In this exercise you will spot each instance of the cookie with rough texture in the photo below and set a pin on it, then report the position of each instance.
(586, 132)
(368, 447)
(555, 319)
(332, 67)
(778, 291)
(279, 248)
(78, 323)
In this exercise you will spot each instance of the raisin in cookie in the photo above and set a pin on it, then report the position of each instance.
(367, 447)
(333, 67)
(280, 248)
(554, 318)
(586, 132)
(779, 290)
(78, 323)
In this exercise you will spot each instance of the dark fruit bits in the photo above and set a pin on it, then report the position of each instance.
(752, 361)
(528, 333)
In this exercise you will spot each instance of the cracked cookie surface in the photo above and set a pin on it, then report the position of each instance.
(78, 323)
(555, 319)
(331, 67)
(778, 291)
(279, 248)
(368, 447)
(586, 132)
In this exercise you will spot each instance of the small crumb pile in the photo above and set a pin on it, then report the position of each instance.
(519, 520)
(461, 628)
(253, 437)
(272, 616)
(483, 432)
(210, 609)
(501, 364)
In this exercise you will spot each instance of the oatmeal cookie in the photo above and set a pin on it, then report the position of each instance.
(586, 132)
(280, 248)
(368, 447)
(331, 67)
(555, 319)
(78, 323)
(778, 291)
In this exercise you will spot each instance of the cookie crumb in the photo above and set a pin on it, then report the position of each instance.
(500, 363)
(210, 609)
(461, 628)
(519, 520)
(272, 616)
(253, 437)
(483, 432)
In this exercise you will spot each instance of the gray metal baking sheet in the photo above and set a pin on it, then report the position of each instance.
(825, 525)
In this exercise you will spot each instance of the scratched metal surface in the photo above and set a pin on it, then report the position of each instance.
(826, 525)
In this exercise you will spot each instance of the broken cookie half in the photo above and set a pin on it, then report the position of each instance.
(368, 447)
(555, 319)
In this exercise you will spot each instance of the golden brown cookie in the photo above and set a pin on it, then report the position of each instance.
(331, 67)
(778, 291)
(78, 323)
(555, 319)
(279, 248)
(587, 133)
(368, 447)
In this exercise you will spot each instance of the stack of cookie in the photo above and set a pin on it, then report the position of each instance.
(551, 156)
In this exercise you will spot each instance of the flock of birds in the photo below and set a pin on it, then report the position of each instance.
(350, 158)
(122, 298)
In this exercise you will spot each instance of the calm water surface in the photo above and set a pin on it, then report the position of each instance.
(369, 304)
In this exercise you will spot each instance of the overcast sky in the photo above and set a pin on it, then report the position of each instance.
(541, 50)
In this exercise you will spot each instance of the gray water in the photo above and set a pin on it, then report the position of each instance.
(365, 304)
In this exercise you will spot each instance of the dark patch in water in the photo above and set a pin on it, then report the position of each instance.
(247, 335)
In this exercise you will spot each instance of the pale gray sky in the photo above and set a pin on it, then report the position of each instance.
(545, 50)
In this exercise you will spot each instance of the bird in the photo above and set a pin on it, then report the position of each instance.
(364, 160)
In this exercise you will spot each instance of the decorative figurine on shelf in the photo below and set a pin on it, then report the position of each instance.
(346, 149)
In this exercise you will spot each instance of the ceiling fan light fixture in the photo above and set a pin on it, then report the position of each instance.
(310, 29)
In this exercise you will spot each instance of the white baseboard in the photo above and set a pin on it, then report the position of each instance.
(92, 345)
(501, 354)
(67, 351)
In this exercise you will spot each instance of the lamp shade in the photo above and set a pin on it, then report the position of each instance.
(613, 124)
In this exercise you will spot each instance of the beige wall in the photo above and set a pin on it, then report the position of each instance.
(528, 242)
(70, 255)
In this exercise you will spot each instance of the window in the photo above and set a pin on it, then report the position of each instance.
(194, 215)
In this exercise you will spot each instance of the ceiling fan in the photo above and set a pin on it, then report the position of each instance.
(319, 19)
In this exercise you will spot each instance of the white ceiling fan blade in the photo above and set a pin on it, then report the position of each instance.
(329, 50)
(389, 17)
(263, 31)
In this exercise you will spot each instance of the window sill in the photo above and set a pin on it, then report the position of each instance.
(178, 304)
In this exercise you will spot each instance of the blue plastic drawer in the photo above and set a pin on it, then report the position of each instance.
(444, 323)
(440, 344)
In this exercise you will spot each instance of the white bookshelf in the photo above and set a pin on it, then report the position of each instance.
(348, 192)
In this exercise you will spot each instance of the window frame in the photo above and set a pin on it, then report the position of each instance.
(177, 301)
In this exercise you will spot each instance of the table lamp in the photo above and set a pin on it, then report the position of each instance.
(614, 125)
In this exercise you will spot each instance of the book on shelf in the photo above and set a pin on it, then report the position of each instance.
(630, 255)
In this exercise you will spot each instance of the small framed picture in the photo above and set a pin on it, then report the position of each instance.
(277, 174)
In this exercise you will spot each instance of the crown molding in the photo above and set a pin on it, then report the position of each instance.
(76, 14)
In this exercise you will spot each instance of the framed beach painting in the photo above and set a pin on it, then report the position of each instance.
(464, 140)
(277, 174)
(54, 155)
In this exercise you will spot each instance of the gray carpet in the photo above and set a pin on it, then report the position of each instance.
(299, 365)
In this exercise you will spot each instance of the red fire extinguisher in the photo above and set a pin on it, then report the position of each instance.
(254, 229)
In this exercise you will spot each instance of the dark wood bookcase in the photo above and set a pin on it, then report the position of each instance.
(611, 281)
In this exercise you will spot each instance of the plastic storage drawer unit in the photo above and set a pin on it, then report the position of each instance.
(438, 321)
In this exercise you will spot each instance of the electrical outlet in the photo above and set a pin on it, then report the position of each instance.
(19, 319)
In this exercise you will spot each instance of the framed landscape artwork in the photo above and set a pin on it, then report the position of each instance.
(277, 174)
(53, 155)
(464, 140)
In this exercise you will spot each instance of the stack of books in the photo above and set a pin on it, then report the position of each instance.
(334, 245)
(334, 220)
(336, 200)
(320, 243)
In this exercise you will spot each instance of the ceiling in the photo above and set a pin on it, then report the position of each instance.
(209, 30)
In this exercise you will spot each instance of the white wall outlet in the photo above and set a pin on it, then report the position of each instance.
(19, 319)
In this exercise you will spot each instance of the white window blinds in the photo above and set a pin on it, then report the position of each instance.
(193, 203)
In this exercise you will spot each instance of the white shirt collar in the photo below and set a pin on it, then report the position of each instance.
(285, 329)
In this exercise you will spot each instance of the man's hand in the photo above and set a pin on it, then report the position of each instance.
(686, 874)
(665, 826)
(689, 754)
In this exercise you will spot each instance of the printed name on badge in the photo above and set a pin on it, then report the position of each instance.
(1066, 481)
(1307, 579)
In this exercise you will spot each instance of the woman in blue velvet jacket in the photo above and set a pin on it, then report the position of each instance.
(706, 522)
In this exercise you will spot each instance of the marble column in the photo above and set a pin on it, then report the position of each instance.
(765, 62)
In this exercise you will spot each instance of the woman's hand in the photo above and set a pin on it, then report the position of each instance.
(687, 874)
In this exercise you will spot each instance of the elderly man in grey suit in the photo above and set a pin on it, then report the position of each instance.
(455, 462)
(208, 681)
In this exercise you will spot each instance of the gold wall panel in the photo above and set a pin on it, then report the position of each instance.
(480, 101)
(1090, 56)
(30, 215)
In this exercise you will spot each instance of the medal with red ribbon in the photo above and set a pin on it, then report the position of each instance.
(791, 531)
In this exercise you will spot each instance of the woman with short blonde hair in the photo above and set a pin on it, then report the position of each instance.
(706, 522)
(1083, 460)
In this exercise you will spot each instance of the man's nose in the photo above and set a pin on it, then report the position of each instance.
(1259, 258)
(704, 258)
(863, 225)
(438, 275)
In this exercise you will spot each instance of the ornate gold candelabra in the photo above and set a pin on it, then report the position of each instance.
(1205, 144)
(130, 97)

○ ○ ○ ○ ○

Problem to solve: Set down every one of the items above verbatim, keeping them in their original order.

Written solution:
In this exercise you will spot each instance of the cookie with rough texture in the photo below and set a pin on it, then report the position of each instance.
(586, 132)
(368, 447)
(555, 319)
(332, 67)
(778, 291)
(279, 248)
(78, 323)
In this exercise you will spot each instance of the raisin in cookie in the photo above and set a pin on it, then report the position of each instance.
(367, 447)
(333, 67)
(280, 248)
(554, 318)
(586, 132)
(779, 290)
(78, 323)
In this exercise you will spot each instance of the dark fruit bits in the photo above and set a pin on it, then report the position of each instance.
(752, 361)
(528, 333)
In this exercise you will spot each instance of the cracked cookie surface in the photo above and set a pin on it, then report the position of each instance.
(78, 323)
(555, 319)
(331, 67)
(778, 291)
(279, 248)
(368, 447)
(586, 132)
In this exercise you will spot each instance of the small crumb pile in the photo above and set a pin on it, then report the position of each instance.
(519, 520)
(461, 628)
(253, 437)
(272, 616)
(483, 432)
(210, 609)
(501, 364)
In this exercise you will spot each instance of the oatmeal cookie in the photo above and set a pin on it, then report the position of each instance.
(586, 132)
(280, 248)
(368, 447)
(331, 67)
(555, 319)
(78, 323)
(778, 291)
In this exercise you will spot each instance of the cookie crumb in the photo above and set a pin on it, then report the position of each instance.
(500, 363)
(210, 609)
(461, 628)
(519, 520)
(272, 616)
(253, 437)
(483, 432)
In this exercise you will spot each instance of the gray metal baking sheet in the photo above and set a pin on it, then report the position of each instance.
(825, 525)
In this exercise you will spot each instance of the scratched metal surface in the photo above and set a pin on it, then report the position of each instance.
(826, 525)
In this exercise you will spot each instance of the broken cookie half in the photo above and set a pin on it, then report the position of each instance.
(368, 447)
(555, 319)
In this exercise you will spot each instance of the golden brown cookie in the photo above and set a pin on it, then report the position of each instance.
(331, 67)
(778, 291)
(78, 323)
(555, 319)
(279, 248)
(587, 133)
(368, 447)
In this exercise you will spot each instance of the stack of cookie in the photo above and set a pin on it, then report the position of each instance.
(551, 156)
In this exercise you will spot each instance of the flock of birds in the photo below and set a pin on it, then report the position of each instance.
(350, 158)
(122, 298)
In this exercise you will spot each instance of the calm water surface in the photo above and set a pin on it, then report the position of each instance.
(369, 304)
In this exercise you will spot each instance of the overcast sky in the photo above and set a pin on it, then report the position of each instance.
(541, 50)
In this exercise you will spot each instance of the gray water in the photo above and set a pin on it, then report the position of each instance.
(365, 304)
In this exercise you will spot each instance of the dark patch in water in the photo above and set a pin on it, then report the position of each instance.
(247, 335)
In this exercise you will spot each instance of the pale gray sky in the photo above and set a pin on it, then report the position of each instance.
(545, 50)
In this exercise you will spot each instance of the bird in the photo above and set a pin on it, then report the position of each instance.
(364, 160)
In this exercise you will spot each instance of the decorative figurine on shelf in the photo below and set a pin on it, then report the position of each instance.
(346, 149)
In this exercise you will spot each instance of the ceiling fan light fixture in the photo above and set a pin on it, then report the position of each instance.
(310, 29)
In this exercise you will spot each instance of the white baseboard in the photo above and set a pin on it, then report the position of each instance.
(92, 345)
(501, 354)
(67, 351)
In this exercise you will spot each instance of the lamp shade in the photo above and set a pin on it, then report the position of each instance.
(613, 124)
In this exercise you will spot each instance of the beige wall in the photo above and set a pin on it, then report the position of each instance.
(528, 242)
(70, 255)
In this exercise you will spot each instance of the window in the photo above and set a pin on it, then report the position of each instance.
(194, 215)
In this exercise you will spot each instance of the ceiling fan in the photo above and set a pin on it, then report the position of each instance.
(319, 19)
In this exercise you will spot each instance of the white ceiling fan blade in the photo above and set a pin on it, then report the position of each instance.
(329, 50)
(389, 17)
(263, 31)
In this exercise you will spot each instance of the window sill in the photo above and set a pin on it, then report the position of each instance.
(178, 304)
In this exercise you will spot each instance of the blue plastic drawer in the photo above and set a pin on it, then report the position of each instance.
(444, 323)
(440, 344)
In this exercise you will spot each instance of the white bookshelf in the photo above and set a pin on it, then report the position of each instance.
(348, 192)
In this exercise you will spot each instance of the window frame in the photo above and set a pin on it, then report the position of each instance.
(177, 301)
In this exercise you will spot each instance of the table lamp in the photo above and set a pin on it, then report the position of each instance.
(614, 125)
In this exercise you will spot each instance of the book on shelf in the photo above and set a pin on it, then report the position of each instance.
(630, 255)
In this exercise you will spot each instance of the small framed picture in the photo above and set a pin on it, then report the position of each instance.
(277, 174)
In this exercise you will spot each instance of the crown molding in the photo above and set a pin on it, then report the position of each instance.
(76, 14)
In this exercise you will spot each instance of the framed beach painting in the photo above and set a pin on it, then report the position of each instance.
(464, 140)
(277, 174)
(54, 155)
In this exercise you will spot each instance of the gray carpet in the photo above and set a pin on it, then report the position of each instance.
(299, 365)
In this exercise you will spot each instance of the red fire extinguisher in the photo above and set a pin on it, then report the position of each instance.
(254, 229)
In this exercise you will spot each instance of the dark wood bookcase in the photo above and set a pin on it, then report the position of each instance.
(611, 281)
In this exercise you will spot each instance of the plastic storage drawer unit in the photo above and set a pin on it, then report the position of each instance.
(438, 321)
In this exercise you will spot each instance of the electrical outlet in the photo above and set a pin on it, then report the position of each instance.
(19, 319)
In this exercise you will spot each instance of the framed landscape artwork in the photo above and set a pin on it, then report the position of each instance.
(277, 174)
(53, 155)
(464, 140)
In this exercise you will spot each instance of the stack of books in the photo above and set a pin on it, then report the position of each instance.
(334, 245)
(334, 220)
(336, 200)
(320, 243)
In this exercise you will spot each instance of the ceiling in the photo above and set a pin on it, then report the position of each instance.
(209, 30)
In this exercise you will spot each instance of the white wall outlet in the photo above and set a pin on it, then report the position of each instance.
(19, 319)
In this exercise you will spot each instance of the white window blinds in the photo above and set a pin on it, then report the position of each instance.
(193, 203)
In this exercise you will spot each instance of the white shirt collar in the photo below and set a pin on it, then report the position of each instance.
(285, 329)
In this exercise you will spot each instance of the man's hand in the photo above and set a pin on it, then report the position of each instance.
(686, 874)
(665, 826)
(689, 754)
In this exercise you will spot each instance of the printed name on badge in the photo above and set a pin on it, then report the position of each instance.
(1066, 481)
(1307, 579)
In this exercise you will spot each instance of the woman in blue velvet jacket in the photo above and set a pin on it, then report the position of each instance.
(706, 522)
In this exercise you will spot each instance of the marble column in the photo above and set a pin on it, then report the position of each instance.
(765, 62)
In this exercise you will spot each instance of the woman's hand in the photo above and set a pin on it, then report the position of each instance.
(687, 874)
In this exercise you will spot each instance of the elderly man in grey suit in the photo above and set a pin on it, then report the position of each instance.
(455, 462)
(208, 681)
In this exercise you will spot each instance of the gold wall panel in the photo above and set a pin on it, then report the position of each instance.
(480, 101)
(1090, 56)
(30, 215)
In this exercise you will spot each instance of the medal with red ribbon in the photo above and set a pin on it, then report the position of each instance.
(791, 531)
In this exercise you will spot each instance of the woman with short blonde hair in the photo above and set a pin on it, then report the position of each instance.
(706, 522)
(1083, 460)
In this exercise you will spot each instance of the man's nose in the photo above and set a pin on it, then report the position of each instance.
(1259, 258)
(704, 258)
(863, 225)
(438, 275)
In this exercise you will spot each instance of the ornate gold candelabra in the photo above and set a pin on it, then report the position of each instance.
(1205, 144)
(130, 97)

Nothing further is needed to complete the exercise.